- **SUPPLIED ENTRIES**
··········
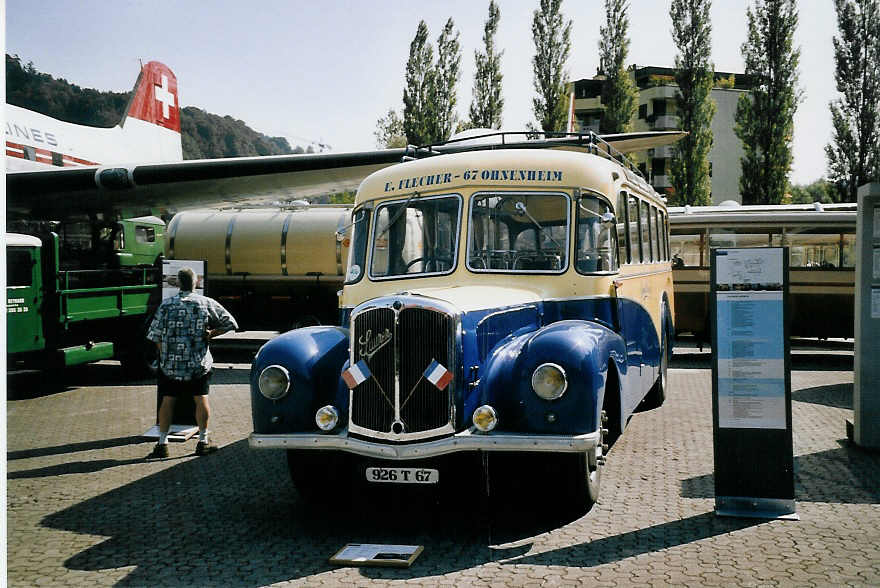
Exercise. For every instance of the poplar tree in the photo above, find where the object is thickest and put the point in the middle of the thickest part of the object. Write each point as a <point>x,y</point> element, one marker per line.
<point>443,87</point>
<point>552,37</point>
<point>765,119</point>
<point>692,33</point>
<point>487,103</point>
<point>417,99</point>
<point>854,153</point>
<point>619,94</point>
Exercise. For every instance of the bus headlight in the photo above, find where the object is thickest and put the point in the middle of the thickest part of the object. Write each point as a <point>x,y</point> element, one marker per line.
<point>274,382</point>
<point>549,381</point>
<point>326,417</point>
<point>484,418</point>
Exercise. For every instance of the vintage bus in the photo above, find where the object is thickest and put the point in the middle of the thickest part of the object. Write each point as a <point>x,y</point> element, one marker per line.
<point>821,242</point>
<point>512,304</point>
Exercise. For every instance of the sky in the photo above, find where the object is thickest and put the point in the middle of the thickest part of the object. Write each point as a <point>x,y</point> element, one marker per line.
<point>326,71</point>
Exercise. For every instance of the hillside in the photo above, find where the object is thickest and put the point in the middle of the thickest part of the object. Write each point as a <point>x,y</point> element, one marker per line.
<point>204,135</point>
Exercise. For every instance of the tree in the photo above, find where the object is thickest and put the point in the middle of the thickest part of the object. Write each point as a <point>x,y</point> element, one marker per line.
<point>552,37</point>
<point>619,95</point>
<point>417,93</point>
<point>854,153</point>
<point>446,75</point>
<point>692,33</point>
<point>487,103</point>
<point>389,131</point>
<point>765,119</point>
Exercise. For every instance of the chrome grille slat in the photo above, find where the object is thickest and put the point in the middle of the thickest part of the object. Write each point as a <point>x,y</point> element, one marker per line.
··········
- **INSTRUCTION**
Copy out the lines of the listing above exactly, beginning with the line containing "Exercise. For every instance of the vintage" and continuing through the line containing "<point>326,71</point>".

- **ANSWER**
Exercise. For every instance of the vintage bus in the photo above, find where the object is thickest and put the point in the middle of the thickest part of the object. Write each point as a <point>x,y</point> element, one marker per line.
<point>821,242</point>
<point>512,304</point>
Exercise. For every instance of the sky in the photo above, find where the object is thickest and put the point in the middle of the thickest part of the object. Write each point as a <point>x,y</point> element, one marker per line.
<point>326,71</point>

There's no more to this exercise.